%%

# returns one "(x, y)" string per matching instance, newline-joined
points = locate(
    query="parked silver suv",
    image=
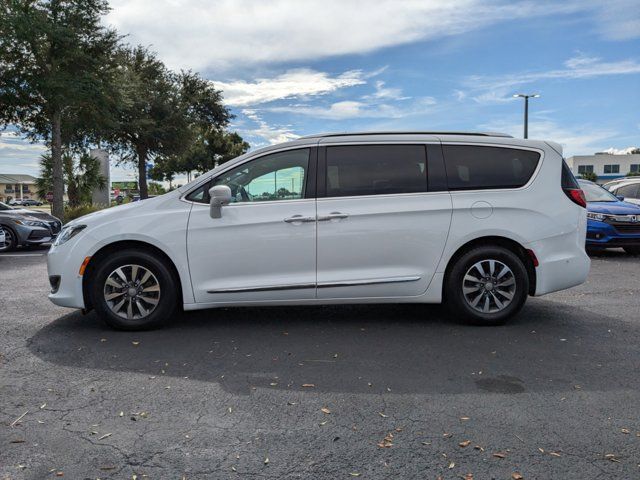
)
(27, 227)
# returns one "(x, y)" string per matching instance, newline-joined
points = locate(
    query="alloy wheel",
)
(489, 286)
(132, 292)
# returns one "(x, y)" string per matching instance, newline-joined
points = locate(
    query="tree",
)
(82, 176)
(156, 189)
(152, 122)
(207, 143)
(56, 75)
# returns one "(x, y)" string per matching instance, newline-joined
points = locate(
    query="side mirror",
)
(220, 195)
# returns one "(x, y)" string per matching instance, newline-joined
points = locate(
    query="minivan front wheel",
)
(133, 290)
(487, 285)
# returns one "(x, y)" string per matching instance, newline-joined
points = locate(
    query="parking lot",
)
(394, 391)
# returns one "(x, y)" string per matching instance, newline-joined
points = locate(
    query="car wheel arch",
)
(14, 234)
(498, 241)
(105, 250)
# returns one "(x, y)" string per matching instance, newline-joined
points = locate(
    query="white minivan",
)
(477, 220)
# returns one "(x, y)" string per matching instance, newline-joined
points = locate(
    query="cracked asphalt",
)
(239, 393)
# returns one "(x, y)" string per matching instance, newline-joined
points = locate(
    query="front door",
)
(381, 233)
(264, 246)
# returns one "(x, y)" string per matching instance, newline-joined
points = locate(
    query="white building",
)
(605, 165)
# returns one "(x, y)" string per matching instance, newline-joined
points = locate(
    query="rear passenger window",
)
(471, 167)
(569, 182)
(376, 170)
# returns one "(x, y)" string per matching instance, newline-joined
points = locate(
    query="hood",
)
(127, 209)
(34, 214)
(102, 215)
(613, 208)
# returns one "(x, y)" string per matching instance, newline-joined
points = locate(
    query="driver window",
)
(279, 176)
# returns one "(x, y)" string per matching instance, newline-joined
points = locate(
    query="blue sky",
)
(289, 68)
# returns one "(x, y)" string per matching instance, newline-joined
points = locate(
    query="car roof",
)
(628, 181)
(409, 132)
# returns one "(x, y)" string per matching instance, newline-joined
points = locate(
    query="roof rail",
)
(350, 134)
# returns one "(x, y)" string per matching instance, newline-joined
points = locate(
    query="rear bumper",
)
(64, 277)
(603, 235)
(563, 262)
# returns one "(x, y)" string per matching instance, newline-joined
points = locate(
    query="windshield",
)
(595, 193)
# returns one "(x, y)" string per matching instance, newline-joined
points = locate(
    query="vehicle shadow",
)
(358, 349)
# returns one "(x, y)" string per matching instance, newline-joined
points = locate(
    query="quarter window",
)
(471, 167)
(355, 170)
(629, 191)
(279, 176)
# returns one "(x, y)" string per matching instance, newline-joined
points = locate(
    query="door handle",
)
(332, 216)
(299, 219)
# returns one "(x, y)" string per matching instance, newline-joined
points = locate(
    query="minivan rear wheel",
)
(10, 239)
(133, 290)
(487, 285)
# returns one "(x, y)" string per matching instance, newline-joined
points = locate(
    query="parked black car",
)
(27, 227)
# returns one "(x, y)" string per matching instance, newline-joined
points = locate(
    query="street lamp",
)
(526, 110)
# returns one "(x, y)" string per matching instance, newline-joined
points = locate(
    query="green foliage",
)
(591, 176)
(71, 213)
(156, 189)
(56, 80)
(81, 175)
(197, 127)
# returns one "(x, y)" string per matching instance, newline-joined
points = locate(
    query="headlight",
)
(596, 216)
(68, 233)
(30, 223)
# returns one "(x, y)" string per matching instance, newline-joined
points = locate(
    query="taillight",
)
(576, 195)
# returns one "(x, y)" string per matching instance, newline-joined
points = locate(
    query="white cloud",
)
(619, 151)
(495, 89)
(225, 34)
(300, 82)
(386, 93)
(617, 19)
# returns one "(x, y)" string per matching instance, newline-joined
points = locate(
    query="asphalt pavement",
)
(392, 391)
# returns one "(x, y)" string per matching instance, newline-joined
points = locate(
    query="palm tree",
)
(81, 177)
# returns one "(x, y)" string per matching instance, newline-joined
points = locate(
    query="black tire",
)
(11, 239)
(455, 296)
(167, 295)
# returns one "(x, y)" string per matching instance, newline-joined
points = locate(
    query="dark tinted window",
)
(476, 167)
(278, 176)
(376, 170)
(568, 180)
(629, 191)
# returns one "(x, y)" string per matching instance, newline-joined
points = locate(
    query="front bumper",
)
(604, 235)
(28, 235)
(64, 277)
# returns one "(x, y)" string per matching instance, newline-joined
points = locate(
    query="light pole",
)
(526, 110)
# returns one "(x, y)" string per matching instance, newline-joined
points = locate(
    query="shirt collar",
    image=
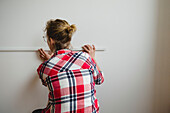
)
(61, 51)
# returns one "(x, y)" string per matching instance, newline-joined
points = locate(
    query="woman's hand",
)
(89, 49)
(43, 55)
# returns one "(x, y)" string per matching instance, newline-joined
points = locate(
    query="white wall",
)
(126, 28)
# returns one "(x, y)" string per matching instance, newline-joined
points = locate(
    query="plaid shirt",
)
(70, 77)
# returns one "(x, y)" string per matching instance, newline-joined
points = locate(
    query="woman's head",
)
(59, 34)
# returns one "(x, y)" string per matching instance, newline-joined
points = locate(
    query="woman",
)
(69, 75)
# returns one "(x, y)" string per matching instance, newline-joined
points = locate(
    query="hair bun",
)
(71, 29)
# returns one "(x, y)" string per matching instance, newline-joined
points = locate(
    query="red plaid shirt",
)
(70, 77)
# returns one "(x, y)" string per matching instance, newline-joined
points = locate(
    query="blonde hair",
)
(61, 32)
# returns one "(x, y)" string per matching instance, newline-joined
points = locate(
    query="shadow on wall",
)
(162, 67)
(30, 97)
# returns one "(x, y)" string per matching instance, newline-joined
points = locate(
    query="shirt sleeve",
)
(40, 71)
(98, 75)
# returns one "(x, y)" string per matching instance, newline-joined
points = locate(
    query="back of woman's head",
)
(61, 32)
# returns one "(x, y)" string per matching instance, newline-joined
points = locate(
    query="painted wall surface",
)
(127, 29)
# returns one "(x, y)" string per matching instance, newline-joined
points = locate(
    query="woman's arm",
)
(98, 75)
(91, 51)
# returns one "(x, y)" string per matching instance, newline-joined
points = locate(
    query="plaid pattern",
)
(70, 77)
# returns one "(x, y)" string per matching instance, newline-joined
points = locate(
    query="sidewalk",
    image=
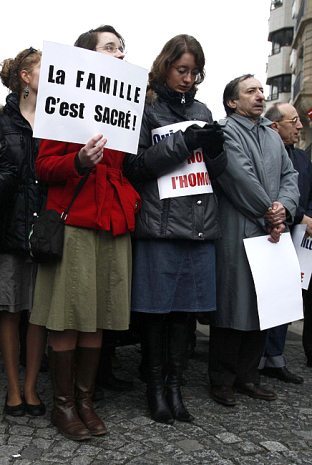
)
(254, 432)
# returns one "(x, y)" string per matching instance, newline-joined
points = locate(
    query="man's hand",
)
(92, 153)
(308, 221)
(276, 232)
(276, 214)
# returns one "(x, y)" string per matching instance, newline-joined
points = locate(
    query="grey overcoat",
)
(258, 172)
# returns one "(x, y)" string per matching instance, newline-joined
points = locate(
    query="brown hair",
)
(11, 67)
(89, 39)
(171, 52)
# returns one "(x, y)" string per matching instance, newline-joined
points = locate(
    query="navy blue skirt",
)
(173, 276)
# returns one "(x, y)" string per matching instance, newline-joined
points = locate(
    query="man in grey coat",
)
(258, 195)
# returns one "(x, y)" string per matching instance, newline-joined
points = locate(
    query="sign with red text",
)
(276, 274)
(303, 246)
(190, 177)
(83, 93)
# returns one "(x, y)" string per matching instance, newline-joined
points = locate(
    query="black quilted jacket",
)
(20, 193)
(190, 217)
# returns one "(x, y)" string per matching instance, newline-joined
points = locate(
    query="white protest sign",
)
(83, 93)
(276, 274)
(191, 176)
(303, 246)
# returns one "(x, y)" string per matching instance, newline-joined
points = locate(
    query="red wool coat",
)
(107, 201)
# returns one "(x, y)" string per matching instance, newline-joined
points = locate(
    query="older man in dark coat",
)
(258, 195)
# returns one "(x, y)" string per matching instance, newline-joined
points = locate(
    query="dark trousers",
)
(234, 356)
(307, 322)
(273, 356)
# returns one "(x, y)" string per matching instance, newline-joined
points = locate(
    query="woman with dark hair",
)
(174, 258)
(89, 289)
(20, 200)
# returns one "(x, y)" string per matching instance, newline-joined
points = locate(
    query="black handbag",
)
(46, 237)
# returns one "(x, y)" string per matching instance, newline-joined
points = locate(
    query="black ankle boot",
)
(175, 402)
(154, 341)
(156, 399)
(178, 338)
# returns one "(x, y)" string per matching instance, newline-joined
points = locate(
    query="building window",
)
(281, 38)
(276, 4)
(278, 85)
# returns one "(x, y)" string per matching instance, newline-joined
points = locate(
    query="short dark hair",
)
(89, 39)
(273, 113)
(171, 52)
(231, 92)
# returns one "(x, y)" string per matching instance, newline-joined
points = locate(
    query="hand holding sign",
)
(92, 153)
(210, 138)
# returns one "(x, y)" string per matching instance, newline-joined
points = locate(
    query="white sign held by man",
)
(276, 274)
(82, 93)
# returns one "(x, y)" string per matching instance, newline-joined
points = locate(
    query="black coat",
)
(303, 165)
(191, 217)
(20, 193)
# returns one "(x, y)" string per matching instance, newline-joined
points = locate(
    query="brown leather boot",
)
(87, 360)
(64, 414)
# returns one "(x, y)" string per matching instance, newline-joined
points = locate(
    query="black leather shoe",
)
(255, 391)
(223, 395)
(115, 384)
(35, 410)
(14, 410)
(282, 373)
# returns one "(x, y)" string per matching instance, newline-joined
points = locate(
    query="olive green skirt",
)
(89, 288)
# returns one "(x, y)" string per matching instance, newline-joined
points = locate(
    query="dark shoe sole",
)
(256, 396)
(15, 410)
(224, 402)
(35, 410)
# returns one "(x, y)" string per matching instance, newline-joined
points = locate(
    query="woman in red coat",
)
(89, 289)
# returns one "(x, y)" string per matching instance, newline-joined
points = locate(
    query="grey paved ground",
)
(252, 433)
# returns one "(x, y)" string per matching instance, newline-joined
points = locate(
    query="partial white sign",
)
(303, 246)
(276, 274)
(190, 177)
(83, 93)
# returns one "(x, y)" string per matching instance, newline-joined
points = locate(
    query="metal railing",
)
(300, 13)
(297, 85)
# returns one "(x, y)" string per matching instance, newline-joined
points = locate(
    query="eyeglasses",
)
(185, 71)
(293, 120)
(110, 48)
(29, 52)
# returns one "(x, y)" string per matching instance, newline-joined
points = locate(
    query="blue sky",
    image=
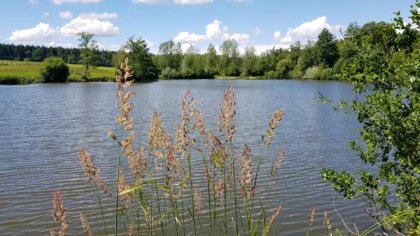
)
(260, 23)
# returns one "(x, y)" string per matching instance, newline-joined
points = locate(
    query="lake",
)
(42, 126)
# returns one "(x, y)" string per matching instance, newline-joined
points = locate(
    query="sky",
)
(263, 24)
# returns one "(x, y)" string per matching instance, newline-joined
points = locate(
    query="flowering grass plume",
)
(270, 222)
(226, 114)
(246, 176)
(274, 170)
(272, 126)
(85, 224)
(92, 172)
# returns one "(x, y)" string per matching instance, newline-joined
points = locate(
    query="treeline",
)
(39, 53)
(327, 58)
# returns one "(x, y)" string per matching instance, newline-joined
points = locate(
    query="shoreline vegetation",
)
(329, 57)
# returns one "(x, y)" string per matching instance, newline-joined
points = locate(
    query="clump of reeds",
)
(162, 194)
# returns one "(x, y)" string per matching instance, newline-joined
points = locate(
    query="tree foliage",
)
(386, 72)
(88, 48)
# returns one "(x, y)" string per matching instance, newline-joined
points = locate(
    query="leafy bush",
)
(54, 69)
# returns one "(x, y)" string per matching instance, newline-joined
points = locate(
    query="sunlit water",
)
(43, 125)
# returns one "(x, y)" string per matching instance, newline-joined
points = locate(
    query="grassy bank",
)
(23, 72)
(241, 77)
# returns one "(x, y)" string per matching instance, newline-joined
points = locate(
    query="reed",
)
(163, 195)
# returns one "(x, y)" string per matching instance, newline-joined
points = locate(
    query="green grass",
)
(220, 77)
(23, 72)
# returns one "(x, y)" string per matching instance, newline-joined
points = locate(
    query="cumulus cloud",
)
(181, 2)
(99, 16)
(307, 31)
(95, 23)
(92, 25)
(40, 32)
(238, 37)
(59, 2)
(185, 2)
(66, 15)
(257, 31)
(214, 30)
(147, 1)
(277, 35)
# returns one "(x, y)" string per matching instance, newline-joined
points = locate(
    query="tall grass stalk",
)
(170, 187)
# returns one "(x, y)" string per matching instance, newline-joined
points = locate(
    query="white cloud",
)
(277, 35)
(181, 2)
(307, 31)
(95, 23)
(214, 30)
(59, 2)
(147, 1)
(185, 2)
(40, 32)
(186, 37)
(238, 37)
(94, 26)
(99, 16)
(258, 31)
(57, 44)
(66, 15)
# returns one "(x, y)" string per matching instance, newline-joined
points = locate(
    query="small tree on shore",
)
(88, 48)
(54, 69)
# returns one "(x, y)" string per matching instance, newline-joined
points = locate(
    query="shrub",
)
(54, 69)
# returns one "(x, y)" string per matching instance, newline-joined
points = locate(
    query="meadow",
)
(27, 72)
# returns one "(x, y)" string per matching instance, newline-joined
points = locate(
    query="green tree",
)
(229, 61)
(170, 55)
(211, 61)
(390, 132)
(118, 57)
(88, 47)
(141, 60)
(327, 49)
(249, 62)
(54, 69)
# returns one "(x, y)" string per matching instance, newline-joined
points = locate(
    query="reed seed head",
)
(85, 224)
(311, 217)
(274, 170)
(246, 177)
(270, 221)
(137, 162)
(226, 114)
(272, 126)
(92, 172)
(156, 136)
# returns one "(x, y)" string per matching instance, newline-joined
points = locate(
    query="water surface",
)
(43, 125)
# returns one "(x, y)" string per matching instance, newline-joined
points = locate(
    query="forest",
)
(323, 59)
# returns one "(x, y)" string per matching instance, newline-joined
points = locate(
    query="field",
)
(24, 72)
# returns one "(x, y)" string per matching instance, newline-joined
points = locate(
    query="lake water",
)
(43, 125)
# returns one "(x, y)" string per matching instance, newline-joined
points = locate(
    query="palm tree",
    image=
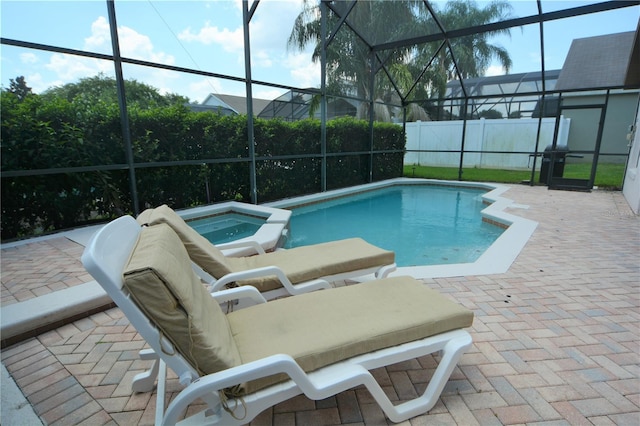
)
(473, 53)
(379, 21)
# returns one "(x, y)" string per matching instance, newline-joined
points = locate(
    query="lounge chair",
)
(281, 272)
(317, 344)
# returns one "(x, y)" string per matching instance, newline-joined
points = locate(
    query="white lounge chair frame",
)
(288, 288)
(105, 258)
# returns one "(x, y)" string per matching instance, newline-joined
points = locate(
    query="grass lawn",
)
(608, 176)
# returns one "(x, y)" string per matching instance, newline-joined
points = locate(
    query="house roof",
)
(597, 62)
(236, 103)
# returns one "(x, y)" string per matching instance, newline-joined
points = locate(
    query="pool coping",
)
(498, 258)
(40, 313)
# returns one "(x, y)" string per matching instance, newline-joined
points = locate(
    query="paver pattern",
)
(38, 268)
(556, 340)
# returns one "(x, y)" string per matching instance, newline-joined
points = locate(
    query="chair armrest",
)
(271, 271)
(237, 293)
(253, 244)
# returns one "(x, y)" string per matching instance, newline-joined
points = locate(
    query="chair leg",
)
(144, 382)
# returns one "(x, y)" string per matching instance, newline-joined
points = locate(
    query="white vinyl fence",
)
(506, 135)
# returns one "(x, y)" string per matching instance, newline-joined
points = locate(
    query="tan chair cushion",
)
(201, 251)
(300, 264)
(324, 327)
(160, 280)
(306, 263)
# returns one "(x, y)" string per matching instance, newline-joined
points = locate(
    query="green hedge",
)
(41, 133)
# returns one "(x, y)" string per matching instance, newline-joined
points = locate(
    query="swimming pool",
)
(497, 258)
(422, 224)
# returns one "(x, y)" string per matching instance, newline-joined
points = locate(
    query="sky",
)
(207, 35)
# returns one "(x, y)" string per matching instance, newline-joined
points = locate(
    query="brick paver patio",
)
(556, 339)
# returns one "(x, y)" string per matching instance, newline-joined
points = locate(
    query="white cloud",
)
(68, 68)
(494, 70)
(29, 58)
(229, 40)
(132, 43)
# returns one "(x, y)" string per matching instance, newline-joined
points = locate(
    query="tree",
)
(19, 88)
(473, 53)
(103, 89)
(379, 21)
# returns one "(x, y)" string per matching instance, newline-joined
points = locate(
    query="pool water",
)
(423, 224)
(226, 227)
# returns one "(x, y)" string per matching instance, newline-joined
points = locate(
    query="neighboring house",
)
(291, 106)
(593, 66)
(229, 104)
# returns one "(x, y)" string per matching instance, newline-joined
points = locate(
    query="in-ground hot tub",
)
(238, 222)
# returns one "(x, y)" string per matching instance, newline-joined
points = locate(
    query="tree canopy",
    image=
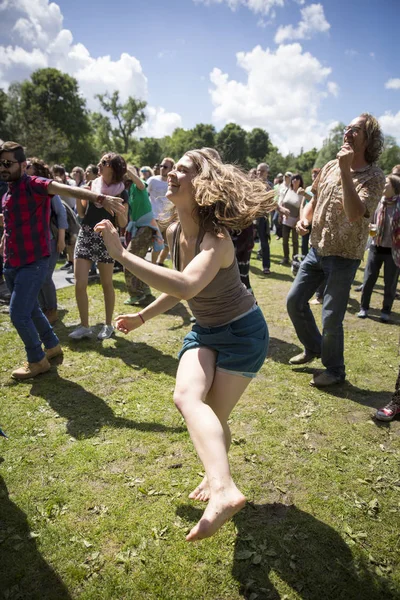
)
(49, 117)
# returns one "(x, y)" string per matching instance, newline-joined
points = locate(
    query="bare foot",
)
(202, 492)
(221, 507)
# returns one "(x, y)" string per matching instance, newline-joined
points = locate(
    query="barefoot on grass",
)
(202, 492)
(220, 508)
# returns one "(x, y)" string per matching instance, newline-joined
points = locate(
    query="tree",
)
(304, 163)
(258, 143)
(149, 152)
(202, 136)
(330, 146)
(232, 144)
(129, 117)
(51, 117)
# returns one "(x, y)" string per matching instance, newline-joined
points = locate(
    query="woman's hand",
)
(303, 226)
(127, 323)
(113, 205)
(110, 237)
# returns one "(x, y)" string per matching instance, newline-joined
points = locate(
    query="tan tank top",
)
(224, 299)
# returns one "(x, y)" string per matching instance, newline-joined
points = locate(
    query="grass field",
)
(98, 466)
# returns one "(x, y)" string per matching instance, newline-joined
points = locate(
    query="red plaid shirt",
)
(26, 212)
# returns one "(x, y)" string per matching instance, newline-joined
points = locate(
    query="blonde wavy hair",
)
(374, 135)
(224, 194)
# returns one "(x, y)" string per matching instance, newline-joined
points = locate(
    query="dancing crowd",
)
(205, 214)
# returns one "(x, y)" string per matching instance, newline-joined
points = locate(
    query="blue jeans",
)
(338, 274)
(48, 295)
(264, 234)
(33, 328)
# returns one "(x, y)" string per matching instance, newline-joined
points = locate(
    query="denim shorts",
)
(241, 346)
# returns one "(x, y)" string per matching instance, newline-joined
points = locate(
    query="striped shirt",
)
(26, 212)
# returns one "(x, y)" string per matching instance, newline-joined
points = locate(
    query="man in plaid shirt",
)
(25, 246)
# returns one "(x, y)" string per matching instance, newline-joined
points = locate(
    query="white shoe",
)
(81, 332)
(105, 332)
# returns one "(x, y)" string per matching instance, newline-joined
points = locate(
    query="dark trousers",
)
(378, 256)
(285, 240)
(264, 234)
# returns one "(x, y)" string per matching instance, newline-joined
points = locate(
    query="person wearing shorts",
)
(229, 341)
(90, 247)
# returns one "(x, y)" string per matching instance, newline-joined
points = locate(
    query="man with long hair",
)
(346, 194)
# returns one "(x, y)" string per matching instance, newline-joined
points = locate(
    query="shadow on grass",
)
(273, 275)
(348, 391)
(305, 553)
(281, 351)
(137, 355)
(308, 555)
(85, 412)
(23, 573)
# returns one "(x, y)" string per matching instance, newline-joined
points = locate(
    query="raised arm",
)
(353, 207)
(195, 277)
(111, 204)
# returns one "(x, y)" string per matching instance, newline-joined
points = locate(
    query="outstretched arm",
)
(195, 277)
(111, 204)
(126, 323)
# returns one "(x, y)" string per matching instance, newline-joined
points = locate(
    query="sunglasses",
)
(352, 129)
(7, 163)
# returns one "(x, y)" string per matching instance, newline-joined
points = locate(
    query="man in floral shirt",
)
(346, 193)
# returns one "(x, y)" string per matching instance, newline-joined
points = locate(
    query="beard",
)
(7, 176)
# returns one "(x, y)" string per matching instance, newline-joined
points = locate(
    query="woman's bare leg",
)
(81, 271)
(106, 273)
(195, 377)
(222, 397)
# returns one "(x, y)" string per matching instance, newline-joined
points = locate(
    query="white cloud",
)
(333, 88)
(313, 21)
(390, 124)
(282, 95)
(393, 84)
(259, 7)
(34, 38)
(159, 122)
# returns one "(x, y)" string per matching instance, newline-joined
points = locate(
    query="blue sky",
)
(290, 66)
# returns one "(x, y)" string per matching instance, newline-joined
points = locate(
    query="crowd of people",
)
(204, 213)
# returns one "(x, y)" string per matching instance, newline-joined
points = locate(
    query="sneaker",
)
(303, 358)
(31, 369)
(81, 332)
(325, 379)
(55, 352)
(51, 315)
(132, 300)
(388, 412)
(105, 332)
(67, 266)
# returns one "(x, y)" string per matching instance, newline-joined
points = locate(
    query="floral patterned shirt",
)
(332, 233)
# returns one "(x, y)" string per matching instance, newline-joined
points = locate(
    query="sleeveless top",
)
(224, 299)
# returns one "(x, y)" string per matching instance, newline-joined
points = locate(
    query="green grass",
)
(96, 473)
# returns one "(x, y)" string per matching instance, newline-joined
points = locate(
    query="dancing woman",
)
(228, 343)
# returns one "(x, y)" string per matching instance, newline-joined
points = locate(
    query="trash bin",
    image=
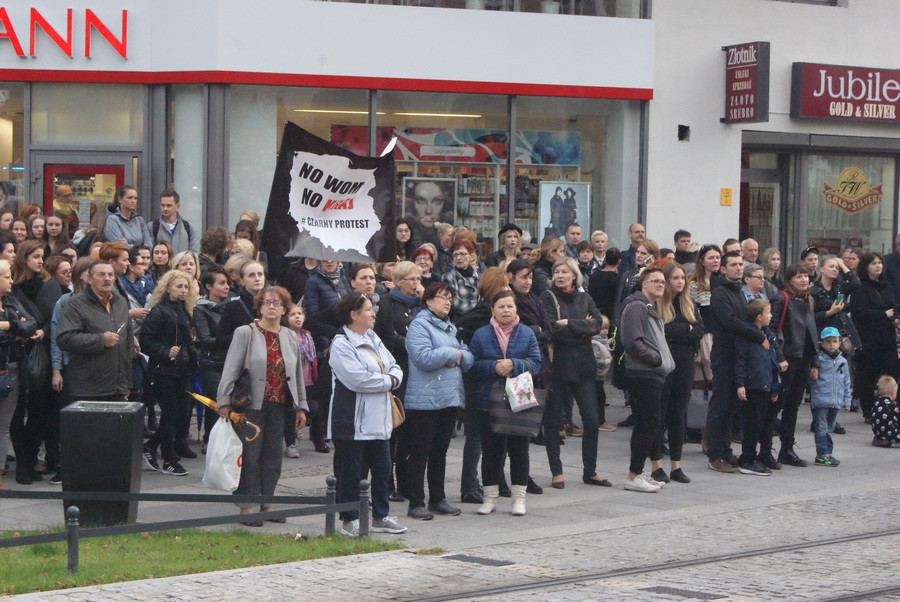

%%

### Directive
Report each line in the data that contains the string "shoe".

### Full output
    query="black leather shoe",
    query="dark shoe sole",
    query="white shoe",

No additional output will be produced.